Review: The Ugly Stepsister Strikes Back by Sariah Wilson

December 30, 2016 Diversity 0, Reviews 1 ★★★½

Review: The Ugly Stepsister Strikes Back by Sariah WilsonThe Ugly Stepsister Strikes Back by Sariah Wilson
Published by Fire & Ice Books on August 15, 2012
Genres: YA, YA Contemporary
Pages: 224
Format: eBook
Source: Bought
Goodreads
three-half-stars
Everyone knows how all those fairy tales go. The princess gets beautiful, nabs her prince, falls instantly in love, lives happily ever after and leaves her evil stepsisters in the dust.

But what happens when you're the ugly stepsister and your obnoxiously perfect—read pretty, smart, and, worst of all, sickeningly nice—stepsister is dating the charming, tall, devastatingly handsome guy you've had a thing for since you were nine years old?

» DATASET EXCERPT
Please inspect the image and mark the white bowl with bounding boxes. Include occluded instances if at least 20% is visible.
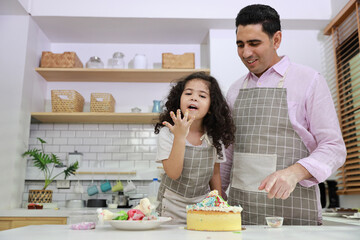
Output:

» WRITTEN TASK
Extend the review of The Ugly Stepsister Strikes Back, picking up right after its final sentence.

» ANSWER TO THE PROBLEM
Quirky, artistic and snarky Mattie Lowe does not lead a charmed life. Her mother is constantly belittling her on Skype. Mercedes, the school mean girl, has made it her personal mission to torment Mattie. But worst of all? Her stepsister Ella is the most beautiful, popular girl in school and is dating Mattie's secret longtime crush, Jake Kingston.

Tired of being left out and done with waiting for her own stupid fairy godmother to show up, Mattie decides to change her life. She'll start by running for senior class president against wildly popular Jake.

Ella can keep her Prince Annoying. Mattie's going to rule the school.

And no one, not even a cute and suddenly flirty Jake, is going to stop her.

Diversity: 0 – What Diversity?

Racial-Ethnic: 0 (Mattie is 1/4 Japanese, but this is mostly cosmetic and never explored)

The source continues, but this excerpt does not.